--- Document section ---
______________________________

A complaint filed by the Office of Lawyer Regulation on Dec. 21 alleges that Steven Sarbacker committed six counts of misconduct. Five of the counts stem from a Poynette couple that hired Sarbacker, a criminal defense lawyer, to collect a $5,441 money judgment owed to them in a small-claims case.

According to the OLR, Sarbacker failed to have the couple sign a written fee agreement even though he knew the work would cost more than $1,000.

Also, the OLR alleges that Sarbacker succeeded in getting the couple’s money garnished from the defendant’s wages and agreed to send the couple the remaining money after he had collected $2,032.73 in fees and costs.

However, Sarbacker continued depositing the garnishments into his trust and law office operating accounts after he had collected the fees and costs, according to the complaint. In all, Sarbacker received 49 garnishment checks totaling $4,204.02.

When the couple demanded he return their portion of the judgement money, he did not respond. Months passed before he sent the couple a $2,171.29 cashier’s check.

______________________________

--- Records ---
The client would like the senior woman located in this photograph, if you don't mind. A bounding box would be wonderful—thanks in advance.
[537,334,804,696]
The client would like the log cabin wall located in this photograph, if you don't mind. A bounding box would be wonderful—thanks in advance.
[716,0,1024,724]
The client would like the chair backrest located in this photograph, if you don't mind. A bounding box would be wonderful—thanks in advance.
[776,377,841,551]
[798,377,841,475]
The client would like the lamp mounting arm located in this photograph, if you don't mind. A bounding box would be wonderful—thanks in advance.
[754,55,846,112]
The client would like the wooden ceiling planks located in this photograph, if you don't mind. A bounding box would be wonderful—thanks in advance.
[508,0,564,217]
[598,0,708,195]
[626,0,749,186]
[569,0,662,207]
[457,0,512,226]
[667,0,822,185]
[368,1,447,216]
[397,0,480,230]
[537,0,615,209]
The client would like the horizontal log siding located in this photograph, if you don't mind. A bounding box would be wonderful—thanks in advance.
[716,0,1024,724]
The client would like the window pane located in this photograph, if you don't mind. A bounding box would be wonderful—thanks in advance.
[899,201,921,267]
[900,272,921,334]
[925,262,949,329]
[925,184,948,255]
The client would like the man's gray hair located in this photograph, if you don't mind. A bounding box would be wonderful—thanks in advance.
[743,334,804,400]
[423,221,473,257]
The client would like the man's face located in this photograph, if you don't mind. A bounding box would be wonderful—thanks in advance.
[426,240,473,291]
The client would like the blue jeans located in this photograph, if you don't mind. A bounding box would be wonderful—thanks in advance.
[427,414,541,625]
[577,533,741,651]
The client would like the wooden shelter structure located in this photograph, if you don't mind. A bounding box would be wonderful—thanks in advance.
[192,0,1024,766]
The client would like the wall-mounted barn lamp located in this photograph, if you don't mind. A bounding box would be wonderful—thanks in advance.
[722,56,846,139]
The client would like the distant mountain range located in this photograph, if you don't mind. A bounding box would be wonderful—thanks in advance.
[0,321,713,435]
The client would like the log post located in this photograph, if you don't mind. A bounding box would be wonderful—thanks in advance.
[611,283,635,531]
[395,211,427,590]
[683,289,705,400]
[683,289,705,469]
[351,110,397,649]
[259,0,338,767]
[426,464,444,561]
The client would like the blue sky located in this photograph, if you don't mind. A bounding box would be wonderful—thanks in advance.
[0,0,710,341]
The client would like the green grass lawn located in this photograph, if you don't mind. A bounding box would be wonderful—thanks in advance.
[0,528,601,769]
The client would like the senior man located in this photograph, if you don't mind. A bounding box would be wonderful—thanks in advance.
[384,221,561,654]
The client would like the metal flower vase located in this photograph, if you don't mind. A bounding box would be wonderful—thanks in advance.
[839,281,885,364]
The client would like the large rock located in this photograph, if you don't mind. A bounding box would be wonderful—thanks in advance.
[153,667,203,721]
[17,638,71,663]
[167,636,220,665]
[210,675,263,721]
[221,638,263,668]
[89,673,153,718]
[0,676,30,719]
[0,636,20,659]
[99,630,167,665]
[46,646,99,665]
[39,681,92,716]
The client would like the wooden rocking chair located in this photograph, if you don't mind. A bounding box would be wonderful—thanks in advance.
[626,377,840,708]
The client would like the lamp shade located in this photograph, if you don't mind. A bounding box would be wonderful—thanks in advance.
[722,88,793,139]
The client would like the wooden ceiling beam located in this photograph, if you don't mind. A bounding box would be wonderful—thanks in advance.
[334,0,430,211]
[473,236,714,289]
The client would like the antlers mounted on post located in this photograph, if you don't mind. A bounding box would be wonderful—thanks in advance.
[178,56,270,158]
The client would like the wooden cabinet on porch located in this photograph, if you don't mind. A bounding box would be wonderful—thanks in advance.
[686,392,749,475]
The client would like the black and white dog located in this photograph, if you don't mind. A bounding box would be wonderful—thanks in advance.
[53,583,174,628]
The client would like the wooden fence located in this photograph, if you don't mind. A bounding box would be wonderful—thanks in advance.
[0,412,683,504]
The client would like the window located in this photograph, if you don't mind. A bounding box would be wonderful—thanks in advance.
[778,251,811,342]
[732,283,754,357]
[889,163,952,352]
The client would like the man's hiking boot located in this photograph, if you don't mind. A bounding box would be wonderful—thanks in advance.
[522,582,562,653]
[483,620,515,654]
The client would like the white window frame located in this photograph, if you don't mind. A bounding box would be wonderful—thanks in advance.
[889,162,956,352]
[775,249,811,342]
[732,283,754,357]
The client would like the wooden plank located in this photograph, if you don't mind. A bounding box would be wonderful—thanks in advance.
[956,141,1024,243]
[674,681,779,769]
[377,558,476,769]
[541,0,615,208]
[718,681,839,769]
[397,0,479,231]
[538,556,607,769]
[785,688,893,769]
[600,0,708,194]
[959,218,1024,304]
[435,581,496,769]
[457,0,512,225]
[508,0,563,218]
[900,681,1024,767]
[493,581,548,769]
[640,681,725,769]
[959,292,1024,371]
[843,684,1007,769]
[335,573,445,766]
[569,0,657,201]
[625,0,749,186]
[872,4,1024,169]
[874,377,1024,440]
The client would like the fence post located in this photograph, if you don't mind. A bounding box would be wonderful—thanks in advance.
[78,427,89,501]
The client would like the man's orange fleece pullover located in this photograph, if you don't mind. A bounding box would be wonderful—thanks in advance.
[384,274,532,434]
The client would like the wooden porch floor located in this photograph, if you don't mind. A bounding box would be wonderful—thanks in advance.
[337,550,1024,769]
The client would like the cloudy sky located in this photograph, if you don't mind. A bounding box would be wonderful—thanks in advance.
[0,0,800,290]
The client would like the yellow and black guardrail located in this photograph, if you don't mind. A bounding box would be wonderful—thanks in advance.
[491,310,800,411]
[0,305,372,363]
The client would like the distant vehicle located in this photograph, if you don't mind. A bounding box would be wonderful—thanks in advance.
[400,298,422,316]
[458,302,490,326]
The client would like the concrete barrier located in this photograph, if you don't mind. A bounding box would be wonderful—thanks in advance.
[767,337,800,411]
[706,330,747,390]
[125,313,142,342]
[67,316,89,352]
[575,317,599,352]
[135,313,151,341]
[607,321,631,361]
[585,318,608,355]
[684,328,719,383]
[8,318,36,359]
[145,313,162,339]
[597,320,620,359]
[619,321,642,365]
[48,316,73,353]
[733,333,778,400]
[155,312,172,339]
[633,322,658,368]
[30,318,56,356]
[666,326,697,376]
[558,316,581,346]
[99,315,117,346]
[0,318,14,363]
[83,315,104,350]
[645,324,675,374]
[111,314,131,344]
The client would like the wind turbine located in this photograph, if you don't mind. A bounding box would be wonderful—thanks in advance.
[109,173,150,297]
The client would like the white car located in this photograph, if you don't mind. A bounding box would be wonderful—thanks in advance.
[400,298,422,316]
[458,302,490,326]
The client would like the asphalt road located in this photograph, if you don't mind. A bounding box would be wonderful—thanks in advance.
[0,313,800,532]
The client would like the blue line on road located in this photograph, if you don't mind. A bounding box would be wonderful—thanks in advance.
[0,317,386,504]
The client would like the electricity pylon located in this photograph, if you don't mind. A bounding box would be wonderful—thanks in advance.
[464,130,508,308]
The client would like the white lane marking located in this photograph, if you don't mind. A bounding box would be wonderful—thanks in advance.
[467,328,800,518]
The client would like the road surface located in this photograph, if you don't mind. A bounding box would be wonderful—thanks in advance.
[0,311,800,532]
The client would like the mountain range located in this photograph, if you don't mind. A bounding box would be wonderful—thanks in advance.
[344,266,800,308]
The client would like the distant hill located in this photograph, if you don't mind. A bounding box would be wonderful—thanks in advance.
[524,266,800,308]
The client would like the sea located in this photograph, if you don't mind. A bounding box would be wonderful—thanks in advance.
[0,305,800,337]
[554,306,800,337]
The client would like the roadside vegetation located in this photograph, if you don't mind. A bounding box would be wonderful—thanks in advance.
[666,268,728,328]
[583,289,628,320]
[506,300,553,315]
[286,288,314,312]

______________________________

--- Requirement ---
Pick up the text about the misconduct complaint against Steven Sarbacker after its final sentence and carry it on. The data comes from a different source than the text.

--- Answer ---
The remaining count of misconduct stems from three criminal misdemeanor charges filed against Sarbacker in March after he was alleged to have walked toward a man with a shot gun and threatened and punched him. One charge was dismissed in May, and Sarbacker pleaded no contest to the other two and entered a deferred prosecution agreement requiring him to avoid criminal conduct and complete an anger-management program at the VA Hospital in Middleton.

The OLR is asking the Wisconsin Supreme Court to suspend Sarbacker’s license for 60 days.

Sarbacker could not be immediately reached.

He earned his degree from the University of Wisconsin Law School in 1995. The high court has privately reprimanded him twice, once in 2013 for a misdemeanor drunken-driving conviction and again last year for failing to follow a court order.